▶ WORK REQUEST:
From the first line to the last, set down the data exactly as given.

(Dataset entries)
──────

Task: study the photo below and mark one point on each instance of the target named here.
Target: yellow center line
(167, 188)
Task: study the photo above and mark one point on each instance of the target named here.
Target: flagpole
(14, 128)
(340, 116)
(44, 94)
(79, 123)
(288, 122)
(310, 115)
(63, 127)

──────

▶ COMPLETED TASK:
Task: study the photo below and mark one point on each instance of the target named here.
Target: yellow center line
(167, 188)
Task: study the photo above and mark one point on each instance of the target named here.
Target: flagpole
(14, 128)
(340, 116)
(44, 94)
(79, 123)
(288, 122)
(310, 115)
(63, 127)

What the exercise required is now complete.